Outline records

★ ★ ★ ★ ★ ★ ★

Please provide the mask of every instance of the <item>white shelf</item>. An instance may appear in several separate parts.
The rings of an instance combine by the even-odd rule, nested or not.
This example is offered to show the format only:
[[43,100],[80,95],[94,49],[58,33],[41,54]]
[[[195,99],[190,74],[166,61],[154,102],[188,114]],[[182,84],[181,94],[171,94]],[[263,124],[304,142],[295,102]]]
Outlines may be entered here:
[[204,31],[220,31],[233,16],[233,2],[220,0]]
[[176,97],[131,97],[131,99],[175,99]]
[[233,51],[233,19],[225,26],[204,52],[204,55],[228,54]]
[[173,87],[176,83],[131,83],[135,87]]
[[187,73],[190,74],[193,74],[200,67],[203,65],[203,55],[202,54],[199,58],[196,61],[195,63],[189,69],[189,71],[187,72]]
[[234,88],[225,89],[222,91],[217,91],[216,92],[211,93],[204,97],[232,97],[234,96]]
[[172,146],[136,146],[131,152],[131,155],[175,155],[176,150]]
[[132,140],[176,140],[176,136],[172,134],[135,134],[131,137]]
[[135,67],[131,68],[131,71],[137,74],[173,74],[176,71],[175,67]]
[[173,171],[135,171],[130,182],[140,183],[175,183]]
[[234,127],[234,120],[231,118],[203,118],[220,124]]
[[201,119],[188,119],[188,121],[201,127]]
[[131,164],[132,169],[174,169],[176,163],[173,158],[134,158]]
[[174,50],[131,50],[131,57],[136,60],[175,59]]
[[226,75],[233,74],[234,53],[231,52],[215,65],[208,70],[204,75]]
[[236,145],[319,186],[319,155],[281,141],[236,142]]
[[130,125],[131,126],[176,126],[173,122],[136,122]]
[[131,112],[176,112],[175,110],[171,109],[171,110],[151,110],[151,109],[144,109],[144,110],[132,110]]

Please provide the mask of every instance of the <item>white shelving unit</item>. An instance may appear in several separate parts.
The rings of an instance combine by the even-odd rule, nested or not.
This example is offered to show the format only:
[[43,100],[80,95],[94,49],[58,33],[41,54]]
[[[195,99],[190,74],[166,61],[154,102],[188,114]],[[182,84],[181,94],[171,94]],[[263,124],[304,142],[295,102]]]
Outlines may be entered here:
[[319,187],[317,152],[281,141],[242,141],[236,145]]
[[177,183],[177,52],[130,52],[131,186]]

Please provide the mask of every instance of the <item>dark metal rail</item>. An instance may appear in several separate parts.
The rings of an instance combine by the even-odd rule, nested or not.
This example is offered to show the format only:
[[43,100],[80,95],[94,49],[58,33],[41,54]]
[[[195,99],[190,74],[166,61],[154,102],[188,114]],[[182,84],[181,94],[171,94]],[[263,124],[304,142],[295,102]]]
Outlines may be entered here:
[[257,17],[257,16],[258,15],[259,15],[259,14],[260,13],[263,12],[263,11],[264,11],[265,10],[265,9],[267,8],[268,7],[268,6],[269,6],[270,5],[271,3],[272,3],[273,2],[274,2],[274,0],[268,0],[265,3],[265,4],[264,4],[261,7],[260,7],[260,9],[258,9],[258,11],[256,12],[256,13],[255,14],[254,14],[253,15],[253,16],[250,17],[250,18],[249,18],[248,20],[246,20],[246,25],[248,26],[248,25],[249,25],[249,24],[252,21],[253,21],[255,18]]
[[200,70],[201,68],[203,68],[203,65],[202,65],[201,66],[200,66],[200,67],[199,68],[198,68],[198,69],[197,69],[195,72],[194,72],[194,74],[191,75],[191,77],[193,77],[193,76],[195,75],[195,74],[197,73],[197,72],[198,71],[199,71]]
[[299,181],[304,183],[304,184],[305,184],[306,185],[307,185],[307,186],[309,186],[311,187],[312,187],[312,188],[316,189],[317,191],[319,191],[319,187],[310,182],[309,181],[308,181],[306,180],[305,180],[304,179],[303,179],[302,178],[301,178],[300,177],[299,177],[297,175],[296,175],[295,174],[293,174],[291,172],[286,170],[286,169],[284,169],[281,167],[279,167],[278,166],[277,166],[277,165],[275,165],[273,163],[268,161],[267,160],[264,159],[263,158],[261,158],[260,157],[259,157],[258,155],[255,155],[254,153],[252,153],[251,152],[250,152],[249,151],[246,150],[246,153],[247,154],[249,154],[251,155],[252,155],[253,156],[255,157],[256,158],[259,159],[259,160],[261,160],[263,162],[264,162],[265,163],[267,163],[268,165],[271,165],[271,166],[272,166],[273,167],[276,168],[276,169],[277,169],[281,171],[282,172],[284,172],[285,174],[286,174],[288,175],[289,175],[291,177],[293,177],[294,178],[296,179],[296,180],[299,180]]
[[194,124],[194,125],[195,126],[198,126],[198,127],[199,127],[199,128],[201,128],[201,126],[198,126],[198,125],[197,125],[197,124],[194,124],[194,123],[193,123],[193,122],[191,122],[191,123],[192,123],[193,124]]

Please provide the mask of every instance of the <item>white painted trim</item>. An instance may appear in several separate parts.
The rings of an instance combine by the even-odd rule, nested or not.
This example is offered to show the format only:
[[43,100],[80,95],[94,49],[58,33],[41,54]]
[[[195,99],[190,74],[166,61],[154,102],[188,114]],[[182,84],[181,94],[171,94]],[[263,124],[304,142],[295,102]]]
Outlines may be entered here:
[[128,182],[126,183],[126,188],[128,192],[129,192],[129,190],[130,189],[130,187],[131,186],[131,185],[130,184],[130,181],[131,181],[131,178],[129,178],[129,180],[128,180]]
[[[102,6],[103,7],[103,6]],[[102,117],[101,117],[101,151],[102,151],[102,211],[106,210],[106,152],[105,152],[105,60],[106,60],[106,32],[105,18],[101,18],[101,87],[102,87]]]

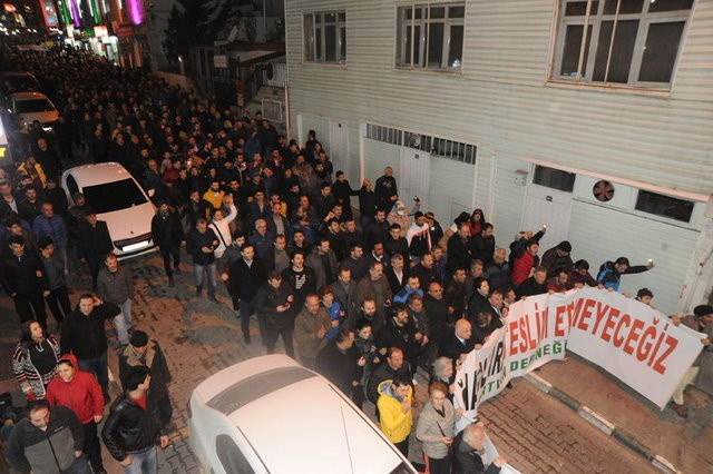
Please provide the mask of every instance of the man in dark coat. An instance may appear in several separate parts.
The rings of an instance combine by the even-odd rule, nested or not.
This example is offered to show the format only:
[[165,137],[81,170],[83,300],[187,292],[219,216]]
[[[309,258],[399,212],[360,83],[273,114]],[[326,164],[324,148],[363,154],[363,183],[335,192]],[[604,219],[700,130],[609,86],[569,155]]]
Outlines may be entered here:
[[97,276],[101,261],[114,249],[109,228],[104,220],[97,220],[97,215],[90,208],[85,210],[85,219],[79,223],[77,235],[77,256],[79,261],[89,267],[92,288],[97,289]]
[[574,263],[569,255],[570,253],[572,244],[567,240],[563,240],[557,244],[557,247],[548,249],[545,255],[543,255],[540,265],[547,268],[547,278],[554,277],[559,268],[564,268],[569,271],[574,267]]
[[2,287],[12,298],[20,323],[37,319],[47,328],[42,296],[49,296],[49,285],[42,264],[37,255],[26,250],[22,236],[13,235],[8,243],[10,253],[3,258],[0,267]]
[[167,425],[173,414],[168,396],[168,384],[173,377],[158,340],[149,339],[148,334],[139,329],[131,334],[129,344],[119,355],[121,386],[126,386],[127,375],[131,367],[136,366],[144,366],[150,371],[152,389],[148,392],[148,396],[155,402],[162,422]]
[[456,268],[470,268],[472,256],[469,249],[470,225],[461,223],[458,231],[448,239],[446,271],[452,275]]
[[123,466],[133,464],[135,472],[156,472],[156,440],[162,448],[168,445],[167,426],[148,396],[150,384],[148,368],[129,368],[124,393],[111,404],[101,429],[101,440],[111,456]]
[[377,179],[374,187],[377,194],[377,207],[387,213],[393,207],[393,203],[398,199],[397,180],[393,177],[393,168],[388,166],[383,170],[383,176]]
[[164,269],[168,277],[168,286],[174,287],[174,273],[170,269],[170,259],[173,257],[174,270],[180,273],[180,247],[186,245],[186,236],[183,231],[178,215],[173,211],[165,201],[160,203],[158,211],[152,219],[152,238],[164,259]]
[[294,333],[294,315],[291,310],[293,304],[292,288],[282,280],[280,270],[272,270],[255,296],[255,308],[257,309],[257,320],[263,320],[261,333],[263,345],[267,354],[275,353],[277,338],[282,336],[285,353],[294,358],[292,334]]
[[547,293],[547,268],[535,267],[533,276],[522,282],[516,293],[519,298]]
[[468,425],[453,438],[452,474],[496,474],[506,464],[497,457],[486,464],[486,432],[482,423]]
[[[241,330],[243,340],[251,343],[250,317],[255,313],[255,295],[257,289],[267,280],[265,264],[255,255],[255,247],[245,244],[241,249],[243,258],[238,258],[231,265],[229,293],[234,300],[234,307],[241,308]],[[235,304],[237,302],[240,304]],[[264,334],[264,324],[261,325],[261,334]]]
[[488,266],[492,261],[495,253],[495,237],[492,236],[492,224],[482,225],[482,230],[470,239],[470,254],[472,258],[482,260],[484,266]]
[[86,293],[79,297],[77,309],[62,324],[60,349],[74,354],[79,368],[91,372],[101,385],[105,402],[109,401],[107,335],[104,323],[121,313],[121,308]]
[[354,334],[342,330],[316,356],[316,372],[336,385],[344,395],[359,386],[367,359],[354,347]]
[[466,358],[475,347],[472,326],[468,319],[458,319],[452,330],[446,334],[438,347],[439,357],[448,357],[453,362]]

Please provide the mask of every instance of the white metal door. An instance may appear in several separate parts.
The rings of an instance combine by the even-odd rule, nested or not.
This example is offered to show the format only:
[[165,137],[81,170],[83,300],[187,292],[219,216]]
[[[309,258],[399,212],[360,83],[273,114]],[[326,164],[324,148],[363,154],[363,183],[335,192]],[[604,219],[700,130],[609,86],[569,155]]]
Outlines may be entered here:
[[522,211],[522,230],[538,231],[543,224],[547,224],[547,231],[539,241],[539,255],[567,240],[570,216],[572,192],[538,185],[528,186]]
[[414,148],[401,148],[401,162],[397,182],[399,199],[407,208],[413,203],[413,197],[421,199],[421,209],[428,209],[428,186],[431,175],[431,155]]
[[[342,170],[346,175],[346,179],[355,180],[350,175],[349,167],[349,130],[346,124],[339,121],[330,121],[330,160],[334,167],[334,175]],[[336,180],[336,176],[332,176]]]

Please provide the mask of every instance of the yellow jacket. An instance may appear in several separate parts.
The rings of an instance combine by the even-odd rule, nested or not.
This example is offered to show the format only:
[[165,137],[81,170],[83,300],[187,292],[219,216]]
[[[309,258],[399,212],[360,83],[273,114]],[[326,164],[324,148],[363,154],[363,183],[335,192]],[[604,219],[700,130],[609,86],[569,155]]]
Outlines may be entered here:
[[[409,437],[413,427],[413,411],[409,409],[403,413],[401,402],[393,395],[391,381],[384,381],[379,384],[379,423],[381,431],[391,443],[401,443]],[[407,399],[413,398],[413,388],[409,387]]]
[[203,199],[211,203],[214,209],[219,209],[221,206],[223,206],[223,196],[225,196],[225,191],[218,191],[218,194],[215,195],[211,189],[208,189],[203,195]]
[[[42,169],[42,165],[40,165],[39,162],[35,165],[35,171],[37,172],[37,176],[40,178],[40,181],[42,182],[42,187],[46,188],[47,187],[47,177],[45,176],[45,170]],[[20,175],[28,175],[31,176],[30,172],[28,171],[27,167],[25,166],[25,164],[21,164],[20,166],[18,166],[18,172]]]

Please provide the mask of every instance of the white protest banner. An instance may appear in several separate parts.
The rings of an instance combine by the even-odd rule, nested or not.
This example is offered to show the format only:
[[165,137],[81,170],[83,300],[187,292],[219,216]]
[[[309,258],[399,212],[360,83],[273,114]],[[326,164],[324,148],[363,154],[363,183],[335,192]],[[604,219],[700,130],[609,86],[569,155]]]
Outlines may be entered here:
[[701,352],[702,337],[614,292],[531,296],[511,305],[504,327],[468,354],[456,374],[456,404],[473,416],[511,377],[564,358],[568,348],[663,409]]
[[568,312],[567,348],[597,364],[662,409],[703,348],[703,334],[618,293],[583,288]]
[[538,295],[511,305],[504,327],[468,354],[456,374],[458,406],[475,414],[511,377],[564,358],[568,325],[557,319],[556,306],[566,304],[564,295]]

★ ★ ★ ★ ★ ★ ★

Reproduce everything from the line containing "Please provide the mask of every instance of the yellow" down to the end of the data, copying each line without any change.

* Solution to this exercise
Please provide the mask of every instance of the yellow jacket. An instance may appear in several separate parts.
The rings of an instance combine by the even-odd rule, nested or not.
This example is offered to show the format only:
[[165,137],[81,170],[83,300],[187,292],[219,216]]
[[[309,258],[399,212],[360,83],[273,114]],[[326,164],[324,148],[363,154],[363,183],[335,192]],[[604,219],[700,130],[609,86],[569,155]]]
Outlines may be entered here:
[[[409,437],[413,427],[413,411],[409,409],[403,413],[401,402],[393,395],[391,381],[384,381],[379,384],[379,423],[381,431],[391,443],[401,443]],[[407,399],[413,398],[413,388],[409,387]]]
[[203,199],[211,203],[214,209],[219,209],[221,206],[223,206],[223,196],[225,196],[225,191],[218,191],[218,194],[215,195],[211,189],[208,189],[203,195]]
[[[42,169],[42,165],[40,165],[39,162],[35,165],[35,171],[37,172],[37,176],[40,178],[40,181],[42,182],[42,187],[46,188],[47,187],[47,177],[45,176],[45,170]],[[20,175],[28,175],[31,176],[30,172],[28,171],[27,167],[25,166],[25,164],[21,164],[20,166],[18,166],[18,172]]]

Please provide the mask of every instance of the white protest banner. An instance may appear in several separate parts.
The rings of an instance combine by the even-odd rule, nested or not.
This example is offered to show the format only:
[[165,137],[81,170],[83,300],[187,292],[219,216]]
[[[309,258],[399,212],[360,83],[273,114]],[[326,164],[324,148],[363,154],[363,183],[335,192]],[[604,219],[700,130],[609,86],[569,155]]]
Outlines may be entered here:
[[701,352],[702,337],[614,292],[531,296],[511,305],[504,327],[468,354],[456,374],[456,404],[473,416],[511,377],[564,358],[568,348],[663,409]]
[[568,312],[567,348],[597,364],[662,409],[703,348],[703,334],[618,293],[583,288]]
[[538,295],[511,305],[504,327],[468,354],[456,374],[458,406],[475,414],[511,377],[564,358],[568,325],[557,319],[556,306],[566,304],[564,295]]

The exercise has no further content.